▶ [Prompt A]:
In the listing, rewrite everything from its first line down to the line containing "rough mask: <svg", substituting "excluded clicks" for "negative clicks" and leaving the rest untouched.

▶ [Excerpt]:
- Opening Delimiter -

A particle executes S.H.M. of amplitude $$A$$ along $$x$$-axis. At $$t = 0$$, the position of the particle is $$x = \frac{A}{2}$$ and it moves along positive $$x$$-axis. The displacement of particle in time $$t$$ is $$x = A\sin(\omega t + \delta)$$, then the value $$\delta$$ will be

Given: $$x = A\sin(\omega t + \delta)$$, at $$t = 0$$, $$x = A/2$$ and particle moves in positive x-direction.

At $$t = 0$$:

$$A/2 = A\sin\delta$$

$$\sin\delta = 1/2$$

$$\delta = \pi/6$$ or $$\delta = 5\pi/6$$

The velocity is: $$v = A\omega\cos(\omega t + \delta)$$

At $$t = 0$$: $$v = A\omega\cos\delta > 0$$ (moving in positive direction)

For $$\delta = \pi/6$$: $$\cos(\pi/6) = \sqrt{3}/2 > 0$$ ✓

For $$\delta = 5\pi/6$$: $$\cos(5\pi/6) = -\sqrt{3}/2 < 0$$ ✗

Therefore $$\delta = \pi/6$$.

The correct answer is Option 2.

- Closing Delimiter -

▶ [Prompt B]:
Answer these questions about the S.H.M. problem:
(i) What is the particle's position at $$t = 0$$?
(ii) What expression is given for the velocity?
(iii) Which option is named as the correct answer?

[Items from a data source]
- Opening Delimiter -

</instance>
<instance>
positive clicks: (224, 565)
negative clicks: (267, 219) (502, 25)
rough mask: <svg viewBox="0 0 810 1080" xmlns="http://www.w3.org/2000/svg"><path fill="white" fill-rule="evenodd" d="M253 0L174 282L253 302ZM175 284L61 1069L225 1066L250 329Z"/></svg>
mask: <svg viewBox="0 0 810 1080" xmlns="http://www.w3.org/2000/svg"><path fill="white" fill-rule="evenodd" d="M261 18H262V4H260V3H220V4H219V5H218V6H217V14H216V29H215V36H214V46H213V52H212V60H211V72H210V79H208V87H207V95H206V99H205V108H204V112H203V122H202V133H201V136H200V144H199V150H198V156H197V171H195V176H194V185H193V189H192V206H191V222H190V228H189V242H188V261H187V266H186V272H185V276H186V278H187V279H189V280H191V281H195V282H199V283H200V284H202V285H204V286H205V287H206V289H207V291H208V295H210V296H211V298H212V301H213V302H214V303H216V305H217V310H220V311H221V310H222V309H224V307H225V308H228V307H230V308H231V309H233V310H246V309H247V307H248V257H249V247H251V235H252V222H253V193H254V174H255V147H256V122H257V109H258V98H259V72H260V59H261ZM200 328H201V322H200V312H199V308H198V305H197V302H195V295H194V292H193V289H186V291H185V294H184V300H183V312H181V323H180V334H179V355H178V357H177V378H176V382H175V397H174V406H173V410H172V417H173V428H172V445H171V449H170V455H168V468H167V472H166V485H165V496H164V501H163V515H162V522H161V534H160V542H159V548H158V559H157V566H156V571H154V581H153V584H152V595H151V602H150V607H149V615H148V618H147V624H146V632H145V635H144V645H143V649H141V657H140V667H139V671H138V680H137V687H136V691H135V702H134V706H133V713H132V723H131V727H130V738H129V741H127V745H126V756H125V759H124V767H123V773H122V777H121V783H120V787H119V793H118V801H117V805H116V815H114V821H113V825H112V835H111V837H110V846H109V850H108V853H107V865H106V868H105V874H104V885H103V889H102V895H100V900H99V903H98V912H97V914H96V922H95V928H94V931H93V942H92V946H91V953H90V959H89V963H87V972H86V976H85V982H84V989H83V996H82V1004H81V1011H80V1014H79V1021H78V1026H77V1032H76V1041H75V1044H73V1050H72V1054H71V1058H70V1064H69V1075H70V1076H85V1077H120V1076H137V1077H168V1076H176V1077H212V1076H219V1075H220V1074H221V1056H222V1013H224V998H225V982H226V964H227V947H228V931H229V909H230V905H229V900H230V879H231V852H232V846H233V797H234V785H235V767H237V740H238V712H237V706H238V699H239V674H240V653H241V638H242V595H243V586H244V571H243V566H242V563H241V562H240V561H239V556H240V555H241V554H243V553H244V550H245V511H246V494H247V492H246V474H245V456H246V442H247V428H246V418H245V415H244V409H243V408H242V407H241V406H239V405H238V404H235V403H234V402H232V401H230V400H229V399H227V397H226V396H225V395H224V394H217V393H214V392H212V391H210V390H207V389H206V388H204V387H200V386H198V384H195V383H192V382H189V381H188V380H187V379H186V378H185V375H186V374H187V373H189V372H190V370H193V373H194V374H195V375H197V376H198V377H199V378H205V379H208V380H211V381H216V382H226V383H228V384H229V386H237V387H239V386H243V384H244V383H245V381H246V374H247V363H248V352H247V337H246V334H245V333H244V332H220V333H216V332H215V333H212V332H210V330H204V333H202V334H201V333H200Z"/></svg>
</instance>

- Closing Delimiter -

▶ [Answer space A]:
</instance>
<instance>
positive clicks: (224, 565)
excluded clicks: (267, 219) (502, 25)
rough mask: <svg viewBox="0 0 810 1080" xmlns="http://www.w3.org/2000/svg"><path fill="white" fill-rule="evenodd" d="M253 0L174 282L253 302ZM175 284L61 1069L225 1066L250 329Z"/></svg>

▶ [Answer space B]:
(i) $$x = \frac{A}{2}$$
(ii) $$v = A\omega\cos(\omega t + \delta)$$
(iii) Option 2